Locate each line in the rows below that contains the word "square", and copy every such line in full.

(Dataset content)
═══

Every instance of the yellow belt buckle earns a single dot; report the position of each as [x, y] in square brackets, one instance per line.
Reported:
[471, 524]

═══

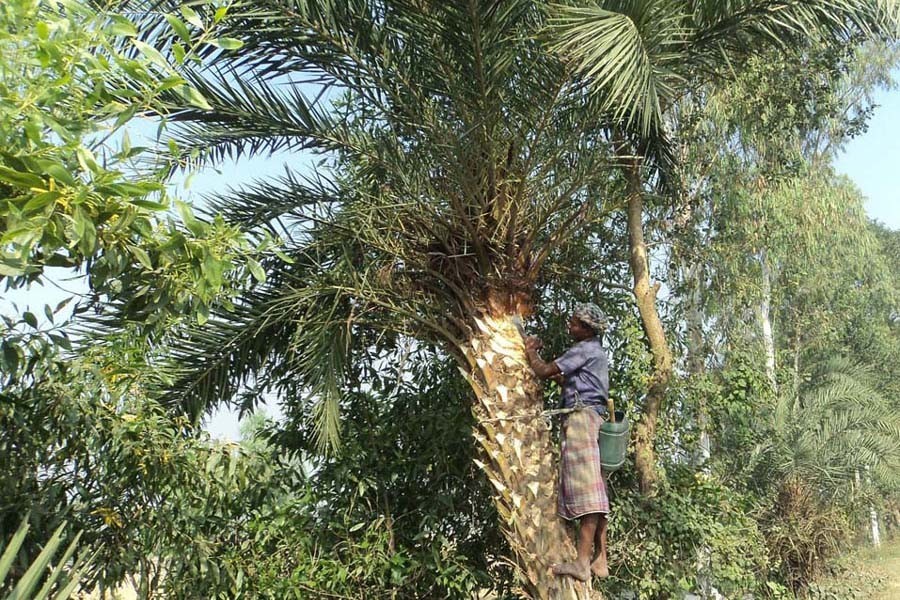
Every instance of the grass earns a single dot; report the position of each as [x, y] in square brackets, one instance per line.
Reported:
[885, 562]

═══

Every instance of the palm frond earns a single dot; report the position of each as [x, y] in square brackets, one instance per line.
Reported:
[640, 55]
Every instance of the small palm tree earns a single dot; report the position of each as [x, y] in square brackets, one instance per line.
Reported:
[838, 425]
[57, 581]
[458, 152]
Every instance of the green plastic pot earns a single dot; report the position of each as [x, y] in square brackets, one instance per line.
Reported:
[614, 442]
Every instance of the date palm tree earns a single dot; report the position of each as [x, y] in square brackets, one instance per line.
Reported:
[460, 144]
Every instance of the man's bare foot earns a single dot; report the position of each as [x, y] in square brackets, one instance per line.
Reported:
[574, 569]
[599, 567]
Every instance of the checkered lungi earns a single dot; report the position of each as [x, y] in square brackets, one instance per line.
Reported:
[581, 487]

═══

(Result)
Every instance of the yellow belt buckle earns a single dot; report the position of each as [x, y] in square brackets, one instance per line.
Every instance of the grass earns a single dot; report the position of each as [x, y] in square brackets, one instance per line.
Every instance of the palm frond earns a single dot; report the position of each as [x, y] in square brackets, one instance per line.
Every instance of the small palm tree earns a single dot; report the position of each as [x, y] in square brackets, one instance per line.
Every instance of the green plastic pot earns a single dot; report the position of each as [x, y] in square brackets, one instance per line.
Every instance of the date palm tree earns a single dot; report the position of each as [x, y] in square brackets, one instance per line.
Every instance of the man's bare foot earns a single dot; report the position of each as [x, y] in square brackets, one instance per line.
Every instance of the checkered lungi earns a single dot; report the position of each as [x, y] in square brackets, one instance per line.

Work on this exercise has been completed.